» What to do
Can you set out the lines below as a Markdown table with two columns, Row for a running row number and Line for the line itself, covering only the lines from the line with "Task: locate the white plumage" up to and including the line with "238), (100, 231)]"? Skip any blank lines.

Part of a data file

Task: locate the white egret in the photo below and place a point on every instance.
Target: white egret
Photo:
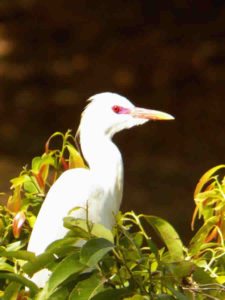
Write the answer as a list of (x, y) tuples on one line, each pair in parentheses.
[(100, 187)]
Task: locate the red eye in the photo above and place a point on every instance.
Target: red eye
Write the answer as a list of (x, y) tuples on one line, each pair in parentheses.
[(117, 109)]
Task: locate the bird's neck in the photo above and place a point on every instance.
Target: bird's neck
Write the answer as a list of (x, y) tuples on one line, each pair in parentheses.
[(104, 160)]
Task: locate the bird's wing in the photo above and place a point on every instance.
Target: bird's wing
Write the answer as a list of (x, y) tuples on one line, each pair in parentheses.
[(73, 189)]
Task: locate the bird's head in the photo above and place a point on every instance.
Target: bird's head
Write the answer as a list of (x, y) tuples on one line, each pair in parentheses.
[(110, 113)]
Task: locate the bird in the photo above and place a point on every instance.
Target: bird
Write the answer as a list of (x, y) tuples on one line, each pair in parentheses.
[(98, 187)]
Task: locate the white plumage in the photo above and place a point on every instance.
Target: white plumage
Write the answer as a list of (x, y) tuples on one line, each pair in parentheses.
[(101, 186)]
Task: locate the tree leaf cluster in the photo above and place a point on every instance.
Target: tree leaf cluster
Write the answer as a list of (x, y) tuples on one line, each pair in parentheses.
[(142, 258)]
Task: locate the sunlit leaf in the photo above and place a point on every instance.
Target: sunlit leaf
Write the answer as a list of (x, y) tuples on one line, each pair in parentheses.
[(69, 266), (168, 235), (11, 292), (75, 159), (17, 224), (40, 262), (199, 238), (205, 179), (94, 250), (19, 254), (88, 288), (115, 294), (100, 230), (20, 279), (14, 202)]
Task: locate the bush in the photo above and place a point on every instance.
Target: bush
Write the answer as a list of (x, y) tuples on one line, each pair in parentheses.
[(126, 263)]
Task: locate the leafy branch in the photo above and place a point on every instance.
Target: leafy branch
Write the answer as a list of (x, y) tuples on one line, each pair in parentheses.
[(126, 263)]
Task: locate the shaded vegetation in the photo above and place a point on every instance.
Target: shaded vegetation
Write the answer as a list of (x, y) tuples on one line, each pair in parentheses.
[(127, 263)]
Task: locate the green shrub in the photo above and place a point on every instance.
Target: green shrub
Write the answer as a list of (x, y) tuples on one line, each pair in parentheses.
[(124, 264)]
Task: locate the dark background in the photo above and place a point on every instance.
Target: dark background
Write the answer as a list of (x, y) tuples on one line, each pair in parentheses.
[(167, 55)]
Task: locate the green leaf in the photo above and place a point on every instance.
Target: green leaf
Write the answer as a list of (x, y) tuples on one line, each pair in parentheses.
[(94, 250), (60, 245), (20, 279), (136, 297), (69, 266), (77, 226), (181, 269), (115, 294), (205, 178), (60, 294), (20, 254), (169, 236), (87, 288), (11, 292), (40, 262), (199, 238), (100, 231)]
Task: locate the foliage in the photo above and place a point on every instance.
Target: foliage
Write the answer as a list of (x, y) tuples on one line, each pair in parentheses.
[(127, 263)]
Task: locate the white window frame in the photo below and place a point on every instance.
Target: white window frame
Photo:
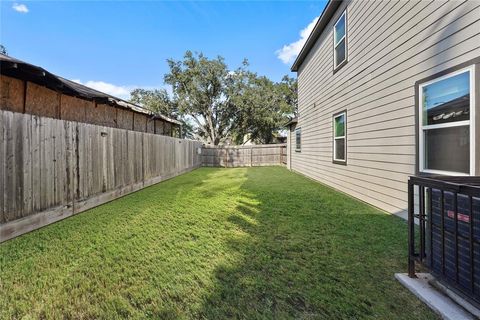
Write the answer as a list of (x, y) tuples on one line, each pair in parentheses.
[(470, 123), (335, 45), (344, 114), (298, 131)]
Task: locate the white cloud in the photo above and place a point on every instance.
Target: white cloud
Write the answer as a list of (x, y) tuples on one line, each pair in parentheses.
[(20, 8), (290, 51), (122, 92)]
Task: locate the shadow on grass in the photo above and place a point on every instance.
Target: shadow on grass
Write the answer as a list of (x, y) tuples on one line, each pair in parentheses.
[(310, 252)]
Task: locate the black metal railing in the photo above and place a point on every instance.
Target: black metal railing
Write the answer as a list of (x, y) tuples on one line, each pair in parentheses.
[(447, 238)]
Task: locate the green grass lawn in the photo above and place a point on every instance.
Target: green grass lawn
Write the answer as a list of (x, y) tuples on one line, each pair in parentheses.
[(255, 243)]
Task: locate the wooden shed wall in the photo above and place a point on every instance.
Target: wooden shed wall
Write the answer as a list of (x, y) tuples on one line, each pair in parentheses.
[(11, 94), (51, 169), (391, 45), (41, 101)]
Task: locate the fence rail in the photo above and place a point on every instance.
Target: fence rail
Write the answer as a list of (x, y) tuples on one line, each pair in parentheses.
[(244, 156), (51, 169)]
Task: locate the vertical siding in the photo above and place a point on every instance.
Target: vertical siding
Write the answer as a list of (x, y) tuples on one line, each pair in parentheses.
[(391, 45)]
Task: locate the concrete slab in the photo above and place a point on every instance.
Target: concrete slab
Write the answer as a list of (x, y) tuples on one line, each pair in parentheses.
[(439, 302)]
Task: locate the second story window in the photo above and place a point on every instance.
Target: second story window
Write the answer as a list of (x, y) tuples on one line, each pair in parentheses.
[(340, 41), (298, 141)]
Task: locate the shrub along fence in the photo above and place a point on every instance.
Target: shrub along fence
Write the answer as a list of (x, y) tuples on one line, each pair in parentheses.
[(51, 169), (244, 156)]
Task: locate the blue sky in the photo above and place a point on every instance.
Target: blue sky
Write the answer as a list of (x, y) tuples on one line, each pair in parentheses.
[(125, 44)]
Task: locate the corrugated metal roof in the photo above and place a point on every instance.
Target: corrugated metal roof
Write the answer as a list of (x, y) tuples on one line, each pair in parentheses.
[(19, 69)]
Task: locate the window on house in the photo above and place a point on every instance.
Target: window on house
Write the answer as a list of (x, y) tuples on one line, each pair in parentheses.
[(340, 41), (340, 137), (446, 124), (298, 139)]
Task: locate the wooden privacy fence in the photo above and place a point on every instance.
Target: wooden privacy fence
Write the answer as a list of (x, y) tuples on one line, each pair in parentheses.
[(244, 156), (51, 169)]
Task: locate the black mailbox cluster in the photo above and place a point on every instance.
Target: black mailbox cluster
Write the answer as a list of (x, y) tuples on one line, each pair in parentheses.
[(455, 233)]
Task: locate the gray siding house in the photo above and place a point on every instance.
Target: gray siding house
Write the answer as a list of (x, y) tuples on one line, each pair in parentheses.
[(388, 89)]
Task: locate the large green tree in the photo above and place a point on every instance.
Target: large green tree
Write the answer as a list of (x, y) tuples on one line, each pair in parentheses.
[(200, 87), (218, 105), (264, 107)]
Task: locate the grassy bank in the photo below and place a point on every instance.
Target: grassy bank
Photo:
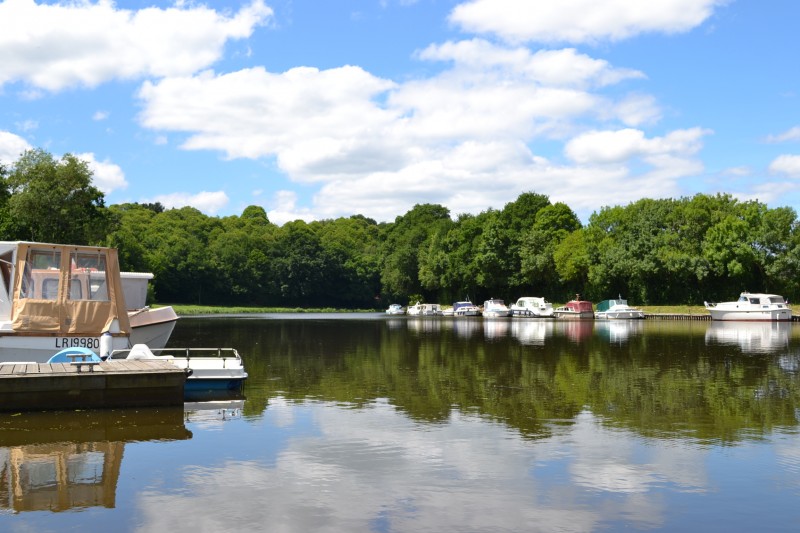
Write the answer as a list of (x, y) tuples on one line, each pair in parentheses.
[(191, 310), (187, 310)]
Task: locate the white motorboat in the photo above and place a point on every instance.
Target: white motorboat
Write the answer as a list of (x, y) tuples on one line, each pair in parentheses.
[(752, 306), (532, 306), (395, 309), (617, 309), (575, 309), (419, 309), (465, 308), (495, 308), (56, 296), (207, 369), (149, 325)]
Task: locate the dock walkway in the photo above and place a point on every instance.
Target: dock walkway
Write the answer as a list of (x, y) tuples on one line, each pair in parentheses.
[(37, 386)]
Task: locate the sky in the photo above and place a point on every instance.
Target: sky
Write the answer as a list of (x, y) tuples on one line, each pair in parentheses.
[(331, 108)]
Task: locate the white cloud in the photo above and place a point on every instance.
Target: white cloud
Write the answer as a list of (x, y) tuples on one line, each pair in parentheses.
[(564, 67), (602, 147), (788, 165), (466, 137), (54, 46), (205, 201), (580, 21), (11, 147), (792, 134), (107, 176)]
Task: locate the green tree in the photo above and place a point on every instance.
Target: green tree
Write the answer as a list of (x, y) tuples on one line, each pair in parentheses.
[(55, 201)]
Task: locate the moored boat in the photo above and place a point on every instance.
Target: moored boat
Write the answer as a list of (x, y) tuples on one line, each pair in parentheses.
[(752, 306), (419, 309), (495, 308), (207, 368), (617, 309), (56, 296), (575, 309), (395, 309), (465, 308), (149, 325), (532, 306)]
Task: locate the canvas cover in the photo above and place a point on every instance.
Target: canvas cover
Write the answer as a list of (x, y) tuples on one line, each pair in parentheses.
[(65, 314)]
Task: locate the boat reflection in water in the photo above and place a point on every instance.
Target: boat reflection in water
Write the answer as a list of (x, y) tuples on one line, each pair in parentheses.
[(575, 330), (531, 332), (619, 331), (467, 327), (751, 337), (55, 461), (497, 328)]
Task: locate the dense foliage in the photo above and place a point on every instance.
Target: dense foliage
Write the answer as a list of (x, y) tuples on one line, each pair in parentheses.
[(668, 251)]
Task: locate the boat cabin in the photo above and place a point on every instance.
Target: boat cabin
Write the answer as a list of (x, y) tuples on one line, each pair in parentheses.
[(60, 289)]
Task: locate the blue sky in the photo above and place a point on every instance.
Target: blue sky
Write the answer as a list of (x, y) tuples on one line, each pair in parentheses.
[(320, 109)]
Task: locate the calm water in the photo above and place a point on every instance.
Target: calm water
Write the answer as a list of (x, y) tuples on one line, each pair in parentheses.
[(370, 423)]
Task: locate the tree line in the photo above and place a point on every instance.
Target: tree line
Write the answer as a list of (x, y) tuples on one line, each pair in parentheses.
[(653, 251)]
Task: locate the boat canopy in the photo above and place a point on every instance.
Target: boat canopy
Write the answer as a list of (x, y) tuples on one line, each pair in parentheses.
[(605, 305), (63, 289)]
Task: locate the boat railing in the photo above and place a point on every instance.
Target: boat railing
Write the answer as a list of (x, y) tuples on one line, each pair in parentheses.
[(186, 353)]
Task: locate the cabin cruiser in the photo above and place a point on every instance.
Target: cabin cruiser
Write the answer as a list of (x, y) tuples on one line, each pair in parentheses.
[(575, 309), (56, 296), (465, 308), (752, 306), (395, 309), (494, 308), (534, 306), (419, 309), (617, 309)]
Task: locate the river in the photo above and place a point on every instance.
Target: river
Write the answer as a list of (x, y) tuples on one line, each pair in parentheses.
[(363, 422)]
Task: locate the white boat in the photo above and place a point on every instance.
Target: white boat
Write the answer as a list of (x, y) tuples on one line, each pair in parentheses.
[(617, 309), (532, 306), (55, 296), (395, 309), (575, 309), (419, 309), (207, 368), (465, 308), (494, 308), (149, 325), (752, 306)]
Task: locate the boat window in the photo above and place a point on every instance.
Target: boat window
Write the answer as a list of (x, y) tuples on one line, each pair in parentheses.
[(74, 289), (40, 277), (88, 271), (50, 288)]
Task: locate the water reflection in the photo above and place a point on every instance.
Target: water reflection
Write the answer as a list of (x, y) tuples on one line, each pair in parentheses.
[(65, 460), (531, 331), (619, 331), (751, 337), (496, 328)]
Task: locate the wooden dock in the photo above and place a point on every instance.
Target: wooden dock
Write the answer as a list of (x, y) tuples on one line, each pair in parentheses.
[(41, 386), (677, 316)]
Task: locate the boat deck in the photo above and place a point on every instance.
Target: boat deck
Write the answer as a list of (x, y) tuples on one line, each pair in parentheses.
[(107, 384)]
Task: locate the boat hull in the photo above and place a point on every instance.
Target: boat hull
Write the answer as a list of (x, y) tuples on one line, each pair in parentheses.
[(573, 315), (152, 327), (766, 315), (38, 349), (632, 314)]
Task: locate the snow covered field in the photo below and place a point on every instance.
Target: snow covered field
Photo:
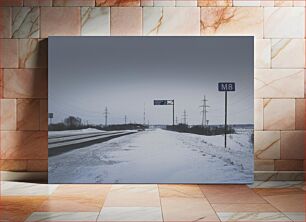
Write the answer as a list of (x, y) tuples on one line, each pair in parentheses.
[(158, 156)]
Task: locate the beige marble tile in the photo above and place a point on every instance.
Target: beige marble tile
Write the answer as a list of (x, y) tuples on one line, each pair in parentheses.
[(133, 196), (187, 209), (284, 3), (24, 145), (146, 2), (263, 165), (8, 53), (25, 22), (229, 194), (289, 165), (296, 216), (263, 207), (292, 145), (28, 114), (126, 21), (51, 17), (267, 145), (275, 83), (162, 3), (71, 204), (246, 3), (263, 53), (95, 21), (37, 2), (5, 22), (33, 53), (300, 114), (93, 191), (43, 114), (123, 3), (253, 216), (266, 3), (26, 189), (284, 22), (207, 3), (186, 3), (279, 114), (299, 3), (176, 190), (258, 114), (37, 165), (130, 214), (288, 53), (18, 208), (232, 21), (8, 114), (171, 21), (294, 202), (25, 83), (63, 216), (73, 2)]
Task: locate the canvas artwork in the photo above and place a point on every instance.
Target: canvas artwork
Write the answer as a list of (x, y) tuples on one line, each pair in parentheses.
[(151, 109)]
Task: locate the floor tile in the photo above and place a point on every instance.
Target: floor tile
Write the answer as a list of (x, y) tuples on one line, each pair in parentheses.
[(277, 184), (26, 189), (244, 207), (295, 216), (277, 191), (230, 194), (96, 191), (288, 202), (63, 216), (71, 204), (18, 208), (274, 216), (187, 209), (190, 191), (133, 196), (130, 214)]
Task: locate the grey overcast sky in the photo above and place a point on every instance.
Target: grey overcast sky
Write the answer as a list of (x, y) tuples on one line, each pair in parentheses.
[(86, 74)]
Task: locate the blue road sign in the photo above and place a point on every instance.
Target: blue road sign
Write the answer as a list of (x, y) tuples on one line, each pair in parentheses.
[(226, 86), (163, 102)]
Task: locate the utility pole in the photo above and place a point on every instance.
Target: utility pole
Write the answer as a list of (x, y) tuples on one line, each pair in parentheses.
[(144, 114), (204, 111), (225, 118), (105, 115), (185, 117)]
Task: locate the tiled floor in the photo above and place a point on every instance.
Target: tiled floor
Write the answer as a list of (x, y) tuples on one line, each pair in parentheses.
[(271, 201)]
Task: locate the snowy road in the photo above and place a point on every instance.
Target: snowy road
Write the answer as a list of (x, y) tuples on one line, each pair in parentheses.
[(158, 156)]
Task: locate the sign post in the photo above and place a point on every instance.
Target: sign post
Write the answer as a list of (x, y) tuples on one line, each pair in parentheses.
[(50, 116), (226, 87), (166, 102)]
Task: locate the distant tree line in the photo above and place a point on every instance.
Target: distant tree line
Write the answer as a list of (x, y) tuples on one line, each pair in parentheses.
[(75, 123), (201, 130)]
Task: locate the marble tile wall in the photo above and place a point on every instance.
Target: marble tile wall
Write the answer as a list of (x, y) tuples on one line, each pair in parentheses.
[(278, 27)]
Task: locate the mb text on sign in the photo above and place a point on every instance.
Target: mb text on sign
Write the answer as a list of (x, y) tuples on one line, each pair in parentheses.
[(226, 86)]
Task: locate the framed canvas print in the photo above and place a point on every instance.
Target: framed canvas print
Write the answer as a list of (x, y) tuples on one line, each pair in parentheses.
[(151, 109)]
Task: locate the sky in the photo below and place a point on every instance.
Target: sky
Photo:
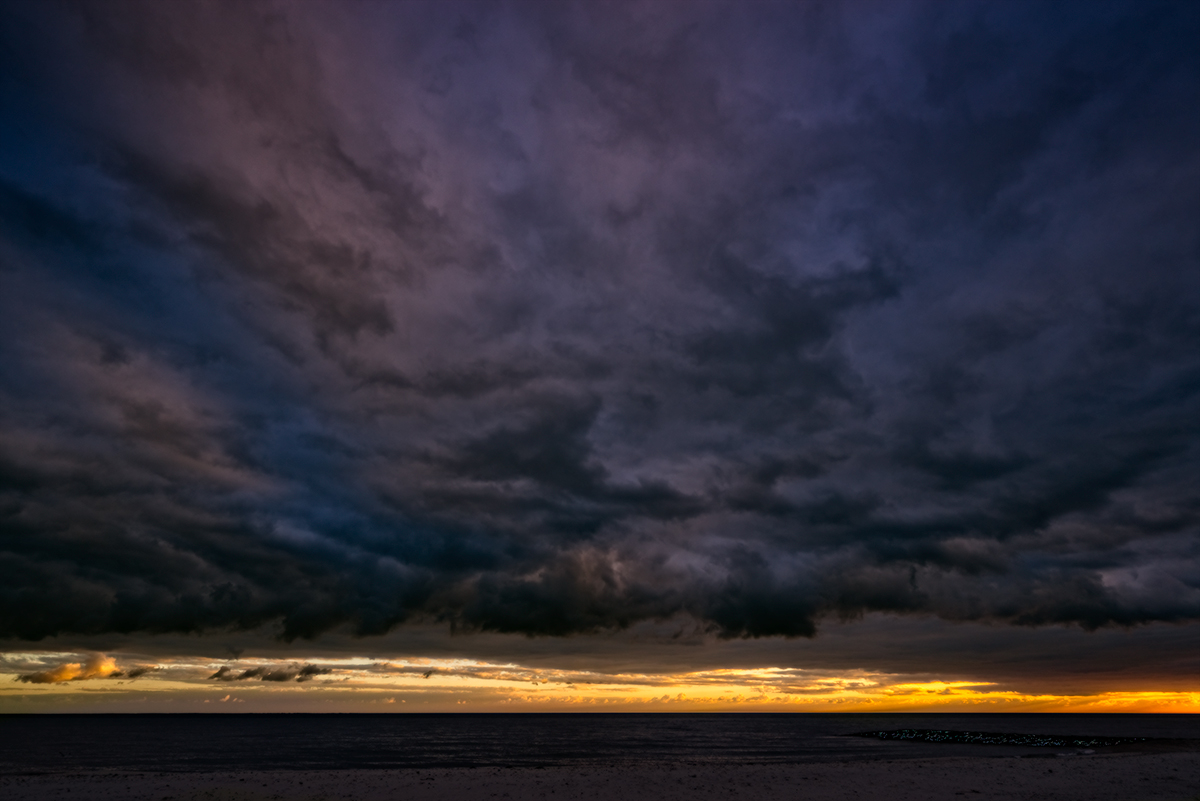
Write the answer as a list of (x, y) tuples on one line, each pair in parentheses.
[(432, 356)]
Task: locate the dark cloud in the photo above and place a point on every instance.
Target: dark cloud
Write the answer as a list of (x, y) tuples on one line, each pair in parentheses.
[(263, 673), (544, 320)]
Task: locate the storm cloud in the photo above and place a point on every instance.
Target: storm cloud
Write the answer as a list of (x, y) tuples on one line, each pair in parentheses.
[(553, 319)]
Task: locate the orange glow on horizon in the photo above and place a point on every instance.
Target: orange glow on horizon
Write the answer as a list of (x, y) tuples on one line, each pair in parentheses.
[(363, 684)]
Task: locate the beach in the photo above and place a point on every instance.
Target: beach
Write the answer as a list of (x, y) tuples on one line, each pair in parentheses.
[(1109, 777)]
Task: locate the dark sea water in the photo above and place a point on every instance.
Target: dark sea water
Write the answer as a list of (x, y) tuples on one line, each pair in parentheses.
[(208, 742)]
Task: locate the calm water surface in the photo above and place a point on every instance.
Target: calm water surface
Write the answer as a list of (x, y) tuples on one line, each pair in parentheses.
[(204, 742)]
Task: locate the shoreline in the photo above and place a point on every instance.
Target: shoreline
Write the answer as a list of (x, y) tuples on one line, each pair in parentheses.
[(1128, 776)]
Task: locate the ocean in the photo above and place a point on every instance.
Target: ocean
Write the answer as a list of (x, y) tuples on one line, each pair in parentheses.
[(34, 744)]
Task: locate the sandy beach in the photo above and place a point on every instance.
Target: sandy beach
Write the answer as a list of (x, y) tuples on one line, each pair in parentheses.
[(1119, 777)]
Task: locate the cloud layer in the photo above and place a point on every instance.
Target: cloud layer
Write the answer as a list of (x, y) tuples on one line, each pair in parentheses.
[(552, 319)]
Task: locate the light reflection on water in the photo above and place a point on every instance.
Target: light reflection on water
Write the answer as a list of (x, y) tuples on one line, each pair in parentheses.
[(202, 742)]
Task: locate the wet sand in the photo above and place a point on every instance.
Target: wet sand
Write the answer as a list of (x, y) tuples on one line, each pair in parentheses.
[(1110, 777)]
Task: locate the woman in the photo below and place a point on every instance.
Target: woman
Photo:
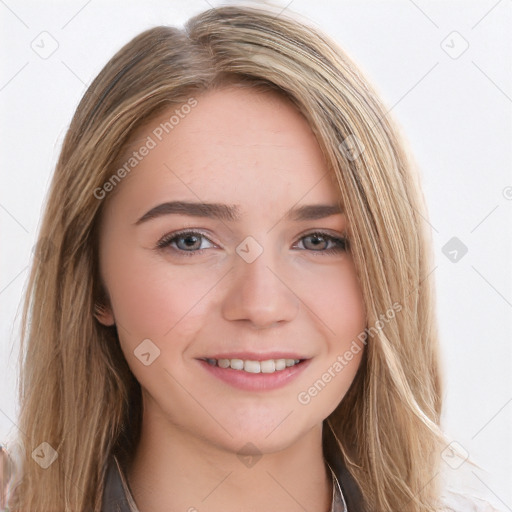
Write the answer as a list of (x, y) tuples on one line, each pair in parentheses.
[(230, 308)]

» Output of the exercise
| Row | Line |
|---|---|
| 1 | Task: locate the white plumage in the photo above and place a point on every instance. |
| 2 | Target: white plumage |
| 3 | Write the answer as a list of (x, y) tuples on one line, each pair in parentheses. |
| 4 | [(101, 186)] |
| 5 | Task: locate the tree leaf cluster in the photo above and place a point on every instance. |
| 6 | Target: tree leaf cluster |
| 7 | Write the answer as a list of (x, y) tuples on one line, each pair in parentheses. |
| 8 | [(142, 258)] |
| 9 | Task: locate the sunlit leaf in the photo above and place a point on every instance. |
| 10 | Target: sunlit leaf |
| 11 | Write the answer as a list of (x, y) tuples on one line, each pair in parentheses. |
| 12 | [(69, 266), (168, 235), (11, 292), (75, 159), (17, 224), (40, 262), (199, 238), (205, 179), (94, 250), (19, 254), (88, 288), (115, 294), (100, 230), (20, 279), (14, 202)] |
| 13 | Task: locate the bush in the photo above and place a point on every instance. |
| 14 | Target: bush |
| 15 | Write the answer as a list of (x, y) tuples on one line, each pair in parentheses. |
| 16 | [(126, 263)] |
| 17 | Task: locate the leafy branch in the photo above and place a point on every instance. |
| 18 | Target: leafy branch |
| 19 | Write the answer as a list of (x, y) tuples on one line, each pair in parentheses. |
| 20 | [(126, 263)] |
| 21 | Task: locate the shaded vegetation in the photo above and place a point on every instance. |
| 22 | Target: shaded vegetation |
| 23 | Write the answer as a list of (x, y) tuples on one line, each pair in parentheses. |
| 24 | [(127, 263)] |
| 25 | Task: locate the green shrub in the photo above and place a point on every instance. |
| 26 | Target: green shrub |
| 27 | Write the answer as a list of (x, y) tuples on one line, each pair in parentheses. |
| 28 | [(124, 264)] |
| 29 | Task: locate the dark background in the photo above and place a point on every instance. |
| 30 | Target: dark background |
| 31 | Write the answer as a list of (x, y) tuples on one line, each pair in parentheses. |
| 32 | [(167, 55)] |
| 33 | Task: locate the green leaf in the photo above and place a point on every instance. |
| 34 | Target: green leaf |
| 35 | Write the answer as a list of (x, y) tuples on one line, each pair in parentheses. |
| 36 | [(94, 250), (60, 245), (20, 279), (136, 297), (69, 266), (77, 226), (181, 269), (115, 294), (205, 178), (60, 294), (20, 254), (169, 236), (87, 288), (11, 292), (40, 262), (199, 238), (100, 231)] |